WORK REQUIRED:
Filter the lines below and copy each one that contains the string "woman". Match case exactly.

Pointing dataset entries
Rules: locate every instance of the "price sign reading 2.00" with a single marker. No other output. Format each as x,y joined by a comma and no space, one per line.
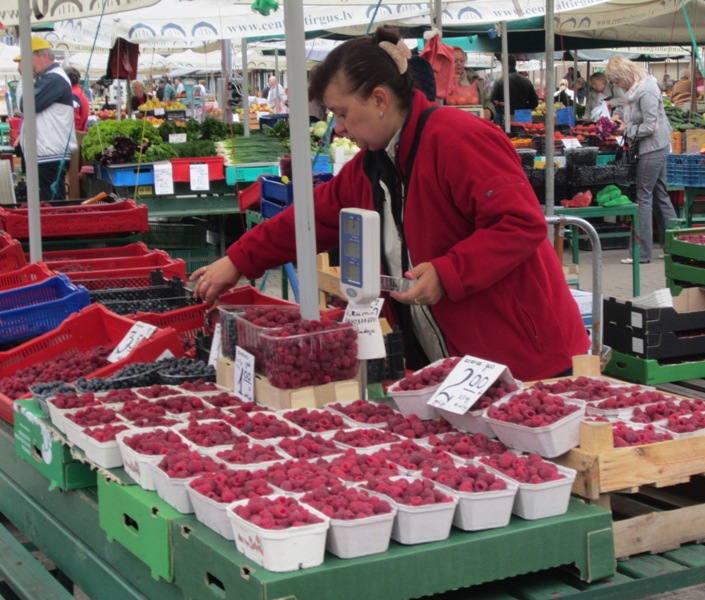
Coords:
467,382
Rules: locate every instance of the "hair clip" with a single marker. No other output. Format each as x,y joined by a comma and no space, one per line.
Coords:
399,52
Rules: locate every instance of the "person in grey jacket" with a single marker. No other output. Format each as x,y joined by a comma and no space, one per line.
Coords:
603,99
645,124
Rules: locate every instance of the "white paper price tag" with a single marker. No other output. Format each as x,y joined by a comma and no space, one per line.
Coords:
216,346
138,332
244,374
198,175
465,384
365,319
571,143
177,138
163,178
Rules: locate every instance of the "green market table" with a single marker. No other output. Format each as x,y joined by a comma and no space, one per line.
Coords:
68,526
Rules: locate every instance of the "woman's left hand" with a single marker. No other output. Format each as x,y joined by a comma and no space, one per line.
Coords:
428,288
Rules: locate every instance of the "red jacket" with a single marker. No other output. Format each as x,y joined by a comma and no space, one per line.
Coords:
471,212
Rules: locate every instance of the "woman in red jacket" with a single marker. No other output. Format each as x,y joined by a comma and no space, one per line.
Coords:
460,218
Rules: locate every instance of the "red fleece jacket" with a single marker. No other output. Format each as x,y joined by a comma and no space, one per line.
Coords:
471,212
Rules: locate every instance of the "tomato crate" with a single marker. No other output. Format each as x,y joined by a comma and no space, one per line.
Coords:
34,309
182,172
72,221
686,169
135,249
93,326
120,267
11,255
688,243
27,275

SOLUTION BELOW:
Rules: locate every instance of the "woman's left hand" with a single marker. No other output. Format each as x,y joined by a comma and no space, one per line.
Rules: locate every instance of the "woman in red jacket" with a single marker. No other output. Format each as x,y joined by a comma and no space, one per line.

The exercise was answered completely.